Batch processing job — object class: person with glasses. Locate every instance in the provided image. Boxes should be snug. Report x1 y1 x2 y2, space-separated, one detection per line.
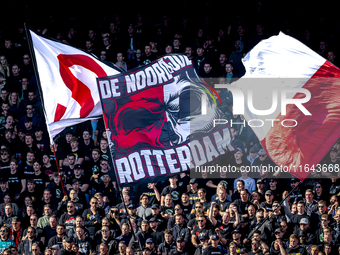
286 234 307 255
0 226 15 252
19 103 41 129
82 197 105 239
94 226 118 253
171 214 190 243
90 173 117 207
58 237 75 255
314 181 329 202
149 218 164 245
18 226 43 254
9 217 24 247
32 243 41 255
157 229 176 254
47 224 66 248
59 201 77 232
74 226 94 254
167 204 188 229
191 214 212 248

--

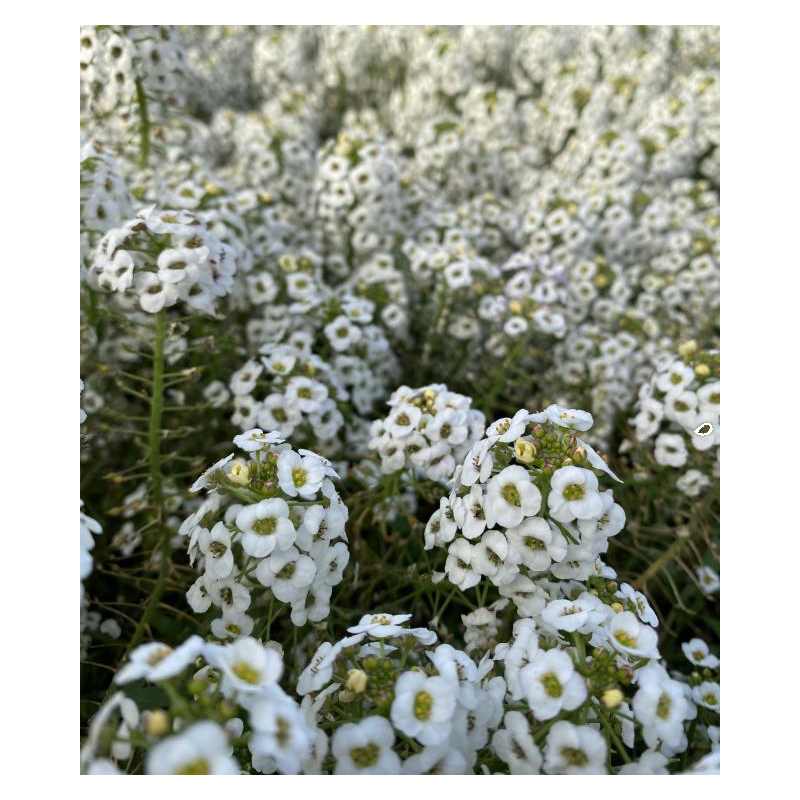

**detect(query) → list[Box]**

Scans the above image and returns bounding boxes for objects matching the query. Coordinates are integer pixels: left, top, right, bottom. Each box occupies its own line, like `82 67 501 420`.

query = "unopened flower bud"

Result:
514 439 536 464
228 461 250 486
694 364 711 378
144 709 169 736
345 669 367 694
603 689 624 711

> [Exercise]: Reproduce the lines above, starting at the line with "Batch processing job" and continuing up to and including the line with "191 214 212 248". Omit the pictures from your copy.

> [Result of the exercise]:
Batch processing job — object class: person with glasses. Locate every instance in the provided image. Boxes should be snug. Report x1 y1 x2 y2, space-separated, one detection per line.
286 234 307 255
0 226 15 252
19 103 41 129
82 197 105 239
94 226 118 253
171 214 190 243
90 173 117 207
58 237 75 255
314 181 329 202
149 218 164 245
18 226 43 254
9 217 24 247
32 243 41 255
157 229 176 254
47 224 66 248
59 201 77 232
74 226 94 254
167 204 188 229
191 214 212 248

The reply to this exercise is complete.